» **Text segment**
:::::

Worries about fluoride could increase demand for bottled water. That can have fluoride, too, but the limits for naturally occurring fluoride are lower. About 20 bottled-water makers add fluoride to some of their brands, including those in home and office coolers. Federal law limits fluoride in bottled water to 1.4 to 2.4 mg per liter if none is added by the bottler (as when the water comes from an already fluoridated source), and to 0.8 to 1.7 mg per liter if fluoride is added at the bottling plant. The range reflects the climate where the water is sold, with lower allowable levels in hotter regions. The label doesn't have to indicate fluoride content if the bottler doesn't add it.

There is no way, short of taking a bone sample, to unequivocally determine one's cumulative exposure to fluoride. It isn't possible to remove fluoride from the body as can be done for lead and other heavy metals. But "if you stop exposure, it will very gradually come out of the bone," committee member Thomas Webster of Boston University said.

While the panel called for the fluoride safety limit to be lowered, it is likely to take years before that might happen. For now, the panel's recommendation is that the Environmental Protection Agency, which requested and paid for the study, conduct a new risk assessment to determine how much lower the maximum fluoride level should be. If such a risk assessment agrees with the academy panel that four mg per liter is too high, the EPA could then use enforcement provisions of the Safe Drinking Water Act to compel water utilities to reduce fluoride levels.

A separate study to be published next week concludes that fluoride raises the risk of osteosarcoma, a rare bone cancer, especially in boys. Among boys drinking water with 30% to 99% of the 1 mg per liter fluoride level recommended for preventing cavities, the risk of osteosarcoma was estimated to be five times as great as among boys drinking nonfluoridated water. At one mg per liter or more, the risk was an estimated seven times as high. But because only 400 or so cases of osteosarcoma are diagnosed annually in the U.S., the absolute risk of the disease remains very low.

Other studies have shown no link between fluoridation and cancer. The national science panel called the evidence for osteosarcoma "tentative and mixed," because the studies as a whole do "not clearly indicate that fluoride either is or is not carcinogenic in humans." But because the hypothesis is biologically plausible -- fluoride is known to accumulate in bone tissue and causes bone cells to proliferate, and animal data suggest it is carcinogenic -- the committee concludes that "fluoride appears to have the potential to initiate or promote cancers, particularly of the bone."

:::::

» **Records**
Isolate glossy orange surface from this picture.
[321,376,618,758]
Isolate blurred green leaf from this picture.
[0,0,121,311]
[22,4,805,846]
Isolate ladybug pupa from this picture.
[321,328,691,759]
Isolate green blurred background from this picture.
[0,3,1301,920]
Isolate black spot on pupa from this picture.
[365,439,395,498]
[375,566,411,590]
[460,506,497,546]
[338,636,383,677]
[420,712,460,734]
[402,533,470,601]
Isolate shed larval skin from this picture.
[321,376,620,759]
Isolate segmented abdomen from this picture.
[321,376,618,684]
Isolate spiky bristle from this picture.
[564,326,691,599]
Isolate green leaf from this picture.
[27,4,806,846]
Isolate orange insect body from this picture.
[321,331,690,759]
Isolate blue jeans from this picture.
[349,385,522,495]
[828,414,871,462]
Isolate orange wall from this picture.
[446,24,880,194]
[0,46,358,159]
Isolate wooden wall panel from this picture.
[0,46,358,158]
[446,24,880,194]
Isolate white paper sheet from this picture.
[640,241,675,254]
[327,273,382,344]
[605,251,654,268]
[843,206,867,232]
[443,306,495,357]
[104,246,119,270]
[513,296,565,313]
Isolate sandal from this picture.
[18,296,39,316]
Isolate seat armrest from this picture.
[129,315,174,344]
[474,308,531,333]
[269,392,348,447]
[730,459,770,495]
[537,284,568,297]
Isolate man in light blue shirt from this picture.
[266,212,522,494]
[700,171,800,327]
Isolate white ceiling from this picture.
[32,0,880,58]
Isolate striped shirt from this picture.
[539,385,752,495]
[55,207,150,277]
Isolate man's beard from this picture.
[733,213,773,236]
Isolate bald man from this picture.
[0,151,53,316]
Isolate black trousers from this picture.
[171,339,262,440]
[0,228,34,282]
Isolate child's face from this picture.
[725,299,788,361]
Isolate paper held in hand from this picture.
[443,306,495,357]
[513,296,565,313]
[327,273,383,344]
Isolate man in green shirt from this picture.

:::::

» **Brief A**
In the fluoride article, what is the federal limit on fluoride in bottled water when the bottler adds fluoride at the plant?
» **Brief B**
Extract the passage of the fluoride article between "While the panel" and "reduce fluoride levels.", inclusive.
» **Brief C**
Extend the fluoride article with new text that follows on from its final paragraph.

» **Response box A**
0.8 to 1.7 mg per liter

» **Response box B**
While the panel called for the fluoride safety limit to be lowered, it is likely to take years before that might happen. For now, the panel's recommendation is that the Environmental Protection Agency, which requested and paid for the study, conduct a new risk assessment to determine how much lower the maximum fluoride level should be. If such a risk assessment agrees with the academy panel that four mg per liter is too high, the EPA could then use enforcement provisions of the Safe Drinking Water Act to compel water utilities to reduce fluoride levels.

» **Response box C**
The thoroughness of the report impressed even advocates of fluoridation. "It's an excellent piece of research," says John Stamm of the University of North Carolina School of Dentistry, a spokesman for the American Dental Association. "A number of jurisdictions have been waiting for this report." But Dr. Stamm said fluoride should be used "for reducing tooth decay," and its "accumulated safety and benefits level is quite remarkable.

In a surprise to even some longtime fluoridation opponents, the committee expressed concern about the effect of fluoride on IQ, noting that the "consistency of study results appears significant enough to warrant additional research" on the question. IQ deficits, the committee noted, have been strongly associated with dental fluorosis, in which teeth become scarred and weakened and develop yellow and brown mottling during the years teeth are forming. But the existing data are "not adequate" to say for sure whether fluoride can impair IQ.

One immediate effect of the report will be felt in communities that are weighing fluoridation. As of 2000, 162 million Americans have artificially fluoridated water. In recent years, local decisions on fluoridation have broken roughly 50-50. Antifluoridation advocates see the report as their strongest weapon ever.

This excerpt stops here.